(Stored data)
##############################
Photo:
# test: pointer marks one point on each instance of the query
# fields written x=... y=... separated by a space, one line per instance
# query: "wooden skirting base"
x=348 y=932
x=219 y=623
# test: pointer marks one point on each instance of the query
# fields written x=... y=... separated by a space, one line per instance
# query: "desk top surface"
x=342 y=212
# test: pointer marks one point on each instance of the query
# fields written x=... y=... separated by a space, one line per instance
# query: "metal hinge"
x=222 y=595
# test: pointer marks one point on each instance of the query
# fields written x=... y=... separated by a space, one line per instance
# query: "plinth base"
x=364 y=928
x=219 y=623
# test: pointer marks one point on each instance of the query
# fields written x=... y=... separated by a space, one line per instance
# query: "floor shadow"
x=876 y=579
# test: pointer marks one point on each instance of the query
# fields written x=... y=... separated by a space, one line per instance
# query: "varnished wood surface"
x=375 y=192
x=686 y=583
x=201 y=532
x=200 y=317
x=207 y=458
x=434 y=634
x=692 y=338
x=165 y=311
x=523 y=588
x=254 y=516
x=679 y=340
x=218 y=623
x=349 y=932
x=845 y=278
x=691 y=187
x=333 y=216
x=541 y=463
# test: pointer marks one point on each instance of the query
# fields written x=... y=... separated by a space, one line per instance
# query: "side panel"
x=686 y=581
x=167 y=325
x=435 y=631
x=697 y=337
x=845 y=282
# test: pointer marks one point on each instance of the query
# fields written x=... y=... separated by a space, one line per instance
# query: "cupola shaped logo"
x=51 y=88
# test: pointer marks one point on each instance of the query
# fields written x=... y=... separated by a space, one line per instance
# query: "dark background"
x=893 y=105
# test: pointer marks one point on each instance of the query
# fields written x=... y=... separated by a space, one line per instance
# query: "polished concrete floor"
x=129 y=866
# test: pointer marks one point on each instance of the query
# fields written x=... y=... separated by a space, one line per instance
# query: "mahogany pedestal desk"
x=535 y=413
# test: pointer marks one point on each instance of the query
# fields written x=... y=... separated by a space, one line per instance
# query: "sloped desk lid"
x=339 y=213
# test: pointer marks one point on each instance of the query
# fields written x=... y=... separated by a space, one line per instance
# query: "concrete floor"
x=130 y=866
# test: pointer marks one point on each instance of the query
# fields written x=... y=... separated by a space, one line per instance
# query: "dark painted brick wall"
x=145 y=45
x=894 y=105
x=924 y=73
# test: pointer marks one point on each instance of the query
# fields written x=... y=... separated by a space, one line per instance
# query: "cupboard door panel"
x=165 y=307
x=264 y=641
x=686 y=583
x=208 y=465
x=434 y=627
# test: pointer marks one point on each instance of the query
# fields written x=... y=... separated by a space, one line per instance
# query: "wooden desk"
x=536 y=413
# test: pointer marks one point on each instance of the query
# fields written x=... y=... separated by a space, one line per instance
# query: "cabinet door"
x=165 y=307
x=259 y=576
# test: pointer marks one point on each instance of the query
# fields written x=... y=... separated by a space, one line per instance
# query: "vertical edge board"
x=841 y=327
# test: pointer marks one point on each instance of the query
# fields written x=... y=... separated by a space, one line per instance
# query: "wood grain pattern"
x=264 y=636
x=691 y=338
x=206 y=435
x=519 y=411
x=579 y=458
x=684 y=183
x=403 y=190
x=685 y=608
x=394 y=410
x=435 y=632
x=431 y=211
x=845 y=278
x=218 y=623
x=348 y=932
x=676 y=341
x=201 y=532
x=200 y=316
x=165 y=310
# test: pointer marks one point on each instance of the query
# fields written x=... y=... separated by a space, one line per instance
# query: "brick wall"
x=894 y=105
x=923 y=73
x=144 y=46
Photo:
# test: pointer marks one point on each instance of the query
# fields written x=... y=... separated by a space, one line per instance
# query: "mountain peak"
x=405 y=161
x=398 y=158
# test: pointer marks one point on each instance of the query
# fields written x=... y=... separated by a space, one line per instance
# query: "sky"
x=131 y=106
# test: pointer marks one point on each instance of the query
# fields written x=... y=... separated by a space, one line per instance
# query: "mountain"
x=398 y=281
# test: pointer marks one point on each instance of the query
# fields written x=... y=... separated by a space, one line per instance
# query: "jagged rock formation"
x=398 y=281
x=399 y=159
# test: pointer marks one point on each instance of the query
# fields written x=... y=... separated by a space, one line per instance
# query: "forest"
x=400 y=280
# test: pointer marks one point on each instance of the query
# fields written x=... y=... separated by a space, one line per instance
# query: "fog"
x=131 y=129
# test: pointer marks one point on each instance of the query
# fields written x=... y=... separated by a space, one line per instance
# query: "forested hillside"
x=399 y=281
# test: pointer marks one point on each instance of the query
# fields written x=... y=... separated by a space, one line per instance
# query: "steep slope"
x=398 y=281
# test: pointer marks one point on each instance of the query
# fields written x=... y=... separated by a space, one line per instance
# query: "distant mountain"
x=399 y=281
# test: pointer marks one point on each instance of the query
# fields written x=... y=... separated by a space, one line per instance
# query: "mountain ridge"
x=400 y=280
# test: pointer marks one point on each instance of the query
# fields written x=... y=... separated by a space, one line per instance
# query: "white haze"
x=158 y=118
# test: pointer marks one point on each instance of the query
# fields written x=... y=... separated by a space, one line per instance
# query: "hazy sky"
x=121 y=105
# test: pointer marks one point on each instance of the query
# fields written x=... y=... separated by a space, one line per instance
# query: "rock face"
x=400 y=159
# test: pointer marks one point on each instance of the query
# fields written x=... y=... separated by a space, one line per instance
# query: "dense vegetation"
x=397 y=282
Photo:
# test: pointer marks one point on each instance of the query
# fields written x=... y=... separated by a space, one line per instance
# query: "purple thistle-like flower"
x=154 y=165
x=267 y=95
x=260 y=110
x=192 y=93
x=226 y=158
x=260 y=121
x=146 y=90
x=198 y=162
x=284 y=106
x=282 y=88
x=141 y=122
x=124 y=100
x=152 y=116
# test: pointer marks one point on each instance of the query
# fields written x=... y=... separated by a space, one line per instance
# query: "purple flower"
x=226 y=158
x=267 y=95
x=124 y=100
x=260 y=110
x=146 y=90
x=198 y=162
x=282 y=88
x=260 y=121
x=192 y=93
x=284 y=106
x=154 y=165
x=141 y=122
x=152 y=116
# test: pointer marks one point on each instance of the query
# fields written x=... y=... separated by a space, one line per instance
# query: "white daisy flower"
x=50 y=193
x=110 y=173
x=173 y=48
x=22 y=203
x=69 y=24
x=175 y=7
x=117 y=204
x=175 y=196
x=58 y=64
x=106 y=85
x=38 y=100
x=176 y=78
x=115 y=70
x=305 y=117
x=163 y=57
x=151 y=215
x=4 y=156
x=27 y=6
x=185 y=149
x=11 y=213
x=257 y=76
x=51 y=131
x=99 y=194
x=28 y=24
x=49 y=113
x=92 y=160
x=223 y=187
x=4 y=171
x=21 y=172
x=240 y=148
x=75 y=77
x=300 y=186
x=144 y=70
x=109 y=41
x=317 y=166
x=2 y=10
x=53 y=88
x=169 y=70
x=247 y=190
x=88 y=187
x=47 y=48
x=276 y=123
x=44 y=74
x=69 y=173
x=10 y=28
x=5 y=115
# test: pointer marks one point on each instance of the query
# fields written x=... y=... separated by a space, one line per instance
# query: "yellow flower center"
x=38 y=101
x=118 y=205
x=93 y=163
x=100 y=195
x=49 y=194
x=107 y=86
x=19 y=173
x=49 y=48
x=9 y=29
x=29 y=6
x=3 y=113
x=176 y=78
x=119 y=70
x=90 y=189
##############################
» Work request
Set the entries down again precisely as they were given.

» Task solution
Photo:
# test: pointer marks one point on each instance of the query
# fields written x=... y=... separated by a space, one line per instance
# query: "wooden skirting base"
x=348 y=932
x=219 y=623
# test: pointer marks one point on each instance of the query
# fields written x=... y=... separated by a space, one line per instance
# query: "desk top surface"
x=342 y=212
# test: pointer marks one point on each instance of the query
# fields written x=... y=... separated by a space, one line per instance
# query: "metal hinge"
x=222 y=595
# test: pointer marks one point on each instance of the query
# fields written x=... y=... separated by a space, one line per instance
# query: "plinth base"
x=364 y=928
x=219 y=623
# test: pointer marks one point on each instance of the query
# fields written x=... y=... separated by a space, one line per instance
# query: "floor shadow"
x=876 y=579
# test: pointer marks one point on each instance of the query
# fields written x=... y=... separated by a space, one line per instance
# query: "varnished wood surface"
x=375 y=192
x=686 y=583
x=201 y=532
x=200 y=317
x=207 y=458
x=434 y=634
x=692 y=338
x=165 y=311
x=523 y=588
x=254 y=516
x=679 y=340
x=218 y=623
x=349 y=932
x=845 y=278
x=691 y=187
x=333 y=216
x=541 y=463
# test: pointer marks one point on each instance of the query
# fields written x=... y=... separated by a space, one line per instance
# query: "side panel"
x=686 y=581
x=167 y=325
x=435 y=631
x=697 y=337
x=845 y=282
# test: pointer marks one point on each instance of the query
# fields written x=... y=... separated by a space, one line per instance
# query: "cupola shaped logo"
x=51 y=88
# test: pointer marks one point on each instance of the query
# fields written x=... y=... separated by a space, one line per instance
# query: "dark background"
x=893 y=105
# test: pointer marks one point on each instance of the query
# fields written x=... y=... separated by a space, one line per instance
# query: "polished concrete floor"
x=129 y=866
# test: pointer marks one point on each instance of the query
# fields written x=... y=... separated by a space, one line per instance
# query: "mahogany pedestal desk"
x=535 y=413
# test: pointer marks one point on each instance of the query
# fields written x=... y=... separated by a space, one line per instance
# query: "sloped desk lid"
x=339 y=213
# test: pointer marks one point on each instance of the query
# fields written x=... y=... separated by a space, one line per instance
# query: "concrete floor"
x=130 y=866
# test: pointer marks one point on each instance of the query
# fields written x=... y=... separated by a space, one line per instance
# query: "dark painted brick wall"
x=145 y=45
x=894 y=105
x=924 y=73
# test: pointer marks one point on each instance of the query
# fields written x=... y=... separated by a space, one line per instance
# query: "cupboard door panel"
x=165 y=307
x=264 y=641
x=686 y=583
x=208 y=465
x=434 y=627
# test: pointer marks one point on each instance of the query
# fields written x=... y=... separated by a space, one line per instance
# query: "wooden desk"
x=536 y=413
# test: pointer marks one point on each instance of the query
# fields written x=... y=... separated by a space, one line per instance
# query: "cabinet door"
x=165 y=307
x=259 y=576
# test: pointer marks one point on each instance of the query
# fields written x=... y=... separated by a space, one line per instance
# query: "vertical edge board"
x=841 y=327
# test: pointer marks one point on each instance of the query
# fields written x=... y=... separated by a space, one line per instance
# query: "wood grain pattern"
x=264 y=636
x=691 y=338
x=206 y=435
x=519 y=411
x=579 y=458
x=684 y=183
x=403 y=190
x=685 y=608
x=394 y=410
x=435 y=632
x=431 y=211
x=845 y=278
x=218 y=623
x=348 y=932
x=676 y=341
x=201 y=532
x=200 y=316
x=165 y=310
# test: pointer marks one point on each instance of the query
# fields written x=... y=... separated by a space, one line per instance
# query: "brick wall"
x=894 y=105
x=923 y=73
x=144 y=46
Photo:
# test: pointer marks one point on each instance of the query
# fields written x=... y=... separated by a space, one line per instance
# query: "mountain peak"
x=405 y=161
x=398 y=158
# test: pointer marks one point on each instance of the query
# fields written x=... y=... separated by a space, one line per instance
# query: "sky"
x=131 y=106
# test: pointer marks one point on each instance of the query
# fields written x=... y=... separated by a space, one line per instance
# query: "mountain"
x=398 y=281
# test: pointer marks one point on each instance of the query
# fields written x=... y=... separated by a space, one line per instance
# query: "jagged rock formation"
x=398 y=281
x=399 y=159
# test: pointer marks one point on each instance of the query
# fields written x=... y=... separated by a space, one line per instance
# query: "forest"
x=400 y=280
# test: pointer marks one point on each instance of the query
# fields written x=... y=... separated by a space, one line per instance
# query: "fog"
x=131 y=129
# test: pointer marks one point on each instance of the query
# fields written x=... y=... separated by a space, one line per instance
# query: "forested hillside"
x=399 y=281
# test: pointer marks one point on each instance of the query
# fields written x=... y=... separated by a space, one line per instance
# query: "steep slope"
x=398 y=281
# test: pointer marks one point on each instance of the query
# fields written x=... y=... separated by a space, one line per instance
# query: "distant mountain"
x=399 y=281
# test: pointer marks one point on each instance of the query
# fields written x=... y=... separated by a space, one line per instance
# query: "mountain ridge"
x=400 y=280
# test: pointer marks one point on each instance of the query
# fields written x=... y=... separated by a space, one line per instance
# query: "white haze"
x=158 y=118
# test: pointer marks one point on each instance of the query
# fields written x=... y=... separated by a space, one line per instance
# query: "hazy sky"
x=121 y=105
# test: pointer marks one point on each instance of the query
# fields written x=... y=... separated by a space, one line per instance
# query: "rock face"
x=400 y=159
# test: pointer marks one point on each instance of the query
# fields written x=... y=... separated by a space, one line per instance
# query: "dense vegetation"
x=397 y=282
Photo:
# test: pointer marks one point on each instance of the query
# fields written x=... y=... separated by a space, one line per instance
# query: "purple thistle-like flower"
x=154 y=165
x=267 y=95
x=260 y=110
x=192 y=93
x=226 y=158
x=260 y=121
x=146 y=90
x=198 y=162
x=284 y=106
x=282 y=88
x=141 y=122
x=124 y=100
x=152 y=116
# test: pointer marks one point on each instance of the query
# fields written x=... y=... separated by a space, one line per instance
# query: "purple flower"
x=226 y=158
x=267 y=95
x=124 y=100
x=260 y=110
x=146 y=90
x=198 y=162
x=282 y=88
x=260 y=121
x=192 y=93
x=284 y=106
x=154 y=165
x=141 y=122
x=152 y=116
# test: pointer marks one point on each instance of the query
# fields written x=... y=... separated by a space, one line per instance
# query: "white daisy flower"
x=50 y=193
x=110 y=173
x=173 y=48
x=22 y=203
x=69 y=24
x=175 y=7
x=117 y=204
x=175 y=196
x=58 y=64
x=106 y=85
x=38 y=100
x=176 y=78
x=115 y=70
x=305 y=117
x=163 y=57
x=151 y=215
x=4 y=156
x=27 y=6
x=185 y=149
x=11 y=213
x=257 y=76
x=51 y=131
x=99 y=194
x=28 y=24
x=49 y=113
x=92 y=160
x=223 y=187
x=4 y=171
x=21 y=172
x=240 y=148
x=75 y=77
x=300 y=186
x=144 y=70
x=109 y=41
x=317 y=166
x=2 y=10
x=53 y=88
x=169 y=70
x=247 y=190
x=88 y=187
x=47 y=48
x=276 y=123
x=44 y=74
x=69 y=173
x=10 y=28
x=5 y=115
# test: pointer marks one point on each instance of the query
# fields written x=... y=... separated by a space, one line per instance
# query: "yellow flower center"
x=38 y=101
x=118 y=205
x=93 y=163
x=100 y=195
x=49 y=194
x=107 y=86
x=19 y=173
x=49 y=48
x=9 y=29
x=29 y=6
x=3 y=113
x=176 y=78
x=119 y=70
x=90 y=189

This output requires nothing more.